Could you repeat the whole listing below exactly as it stands?

────────────────────

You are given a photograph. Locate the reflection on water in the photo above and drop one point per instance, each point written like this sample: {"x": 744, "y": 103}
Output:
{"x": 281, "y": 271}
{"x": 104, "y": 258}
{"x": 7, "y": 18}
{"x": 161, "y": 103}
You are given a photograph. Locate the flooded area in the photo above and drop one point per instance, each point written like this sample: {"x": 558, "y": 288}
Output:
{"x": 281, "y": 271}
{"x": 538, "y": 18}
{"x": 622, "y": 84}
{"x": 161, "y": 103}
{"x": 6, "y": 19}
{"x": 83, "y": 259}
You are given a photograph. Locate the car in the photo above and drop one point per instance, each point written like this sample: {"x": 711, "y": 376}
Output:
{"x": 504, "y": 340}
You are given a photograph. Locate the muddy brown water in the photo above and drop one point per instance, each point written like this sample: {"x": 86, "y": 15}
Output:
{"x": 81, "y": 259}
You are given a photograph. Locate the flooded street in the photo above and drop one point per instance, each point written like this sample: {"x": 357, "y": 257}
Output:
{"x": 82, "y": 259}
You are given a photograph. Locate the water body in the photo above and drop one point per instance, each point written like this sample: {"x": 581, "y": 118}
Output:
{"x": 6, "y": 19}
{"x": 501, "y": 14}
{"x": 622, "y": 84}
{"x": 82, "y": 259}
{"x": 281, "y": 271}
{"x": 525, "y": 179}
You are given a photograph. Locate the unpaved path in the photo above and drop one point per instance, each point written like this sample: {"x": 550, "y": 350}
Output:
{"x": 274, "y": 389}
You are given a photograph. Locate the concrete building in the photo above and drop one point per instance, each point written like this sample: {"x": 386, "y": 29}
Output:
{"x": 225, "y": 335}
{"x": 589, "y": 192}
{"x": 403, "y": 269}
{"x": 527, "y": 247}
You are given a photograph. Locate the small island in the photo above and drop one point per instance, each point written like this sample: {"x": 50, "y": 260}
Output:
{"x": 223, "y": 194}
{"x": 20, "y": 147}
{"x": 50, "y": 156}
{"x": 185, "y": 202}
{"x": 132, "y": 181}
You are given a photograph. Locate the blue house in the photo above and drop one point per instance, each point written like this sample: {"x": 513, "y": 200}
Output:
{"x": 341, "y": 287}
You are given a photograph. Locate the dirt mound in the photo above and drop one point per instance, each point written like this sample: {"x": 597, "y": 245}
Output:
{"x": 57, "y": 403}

────────────────────

**SOLUTION FOR THIS TASK**
You are given a photograph. Locate the reflection on water in the photo above and drop one point per instance, each point written like this sample: {"x": 744, "y": 103}
Output:
{"x": 281, "y": 271}
{"x": 104, "y": 258}
{"x": 7, "y": 18}
{"x": 161, "y": 103}
You are given a photograph. Locate the flooded area in the photo above and drop one point per instance, each point written like this sample: {"x": 558, "y": 288}
Output:
{"x": 281, "y": 271}
{"x": 538, "y": 18}
{"x": 622, "y": 84}
{"x": 161, "y": 103}
{"x": 6, "y": 19}
{"x": 83, "y": 259}
You are given a photograph. Locate the car in the photo above and drop one point per instance, each point written like this sample: {"x": 711, "y": 376}
Output:
{"x": 504, "y": 340}
You are given a photograph. Locate the muddy brown water in the photo above and drop one point per instance, each point written like this sample: {"x": 86, "y": 15}
Output:
{"x": 81, "y": 259}
You are given a photograph. Locate the flooded street in the photo above and drop one point per instance, each point written like this sample: {"x": 357, "y": 257}
Output:
{"x": 82, "y": 259}
You are given a photograph. Locate the water body in the photo above and drop one point per instance, each point written like this sample: {"x": 581, "y": 118}
Output:
{"x": 6, "y": 19}
{"x": 501, "y": 14}
{"x": 622, "y": 84}
{"x": 82, "y": 259}
{"x": 281, "y": 271}
{"x": 525, "y": 179}
You are given a photograph. Locate the unpaved path in the photo above and drop one point per instance, each point written like this sample: {"x": 550, "y": 350}
Output:
{"x": 274, "y": 389}
You are given a photograph. Locate the concrete building in the photo above and drop one point per instance, each point written like this sample: {"x": 386, "y": 29}
Output:
{"x": 225, "y": 335}
{"x": 589, "y": 192}
{"x": 403, "y": 269}
{"x": 527, "y": 247}
You are given a photograph. Locate the small island in the photo above and drop one point per instance, each point written like this sample: {"x": 50, "y": 260}
Output:
{"x": 223, "y": 194}
{"x": 20, "y": 147}
{"x": 50, "y": 156}
{"x": 185, "y": 202}
{"x": 132, "y": 181}
You are given a photograph. Locate the blue house in the photo above and drop one point per instance, each point written like this sample: {"x": 513, "y": 200}
Output:
{"x": 341, "y": 287}
You are given a photograph. Locate the dirt mound in the photo above and drop one point per instance, each point written like this sample: {"x": 597, "y": 245}
Output:
{"x": 57, "y": 403}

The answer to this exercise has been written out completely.